# STATED TASK:
Copy the material below line for line, with the picture left out of your copy.

>>>

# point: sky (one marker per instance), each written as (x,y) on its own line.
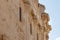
(53,9)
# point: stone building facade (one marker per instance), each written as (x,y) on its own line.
(23,20)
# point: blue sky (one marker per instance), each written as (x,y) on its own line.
(53,9)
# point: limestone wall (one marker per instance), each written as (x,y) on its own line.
(23,20)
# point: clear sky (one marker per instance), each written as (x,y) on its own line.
(53,9)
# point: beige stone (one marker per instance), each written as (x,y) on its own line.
(23,20)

<<<

# OUTPUT FOR THIS TASK:
# point: sky (one marker per instance), each written as (x,y) on its own line.
(53,9)
# point: stone building facade (one marker per instance), each written as (x,y) on its own line.
(23,20)
# point: blue sky (one marker per instance), each written as (x,y) on its own line.
(53,9)
# point: limestone wall (one marker per instance), each written as (x,y) on its own line.
(23,20)
# point: clear sky (one marker per instance), each written as (x,y) on its own line.
(53,9)
# point: beige stone (one marker per instance), each written as (x,y) on its own line.
(23,20)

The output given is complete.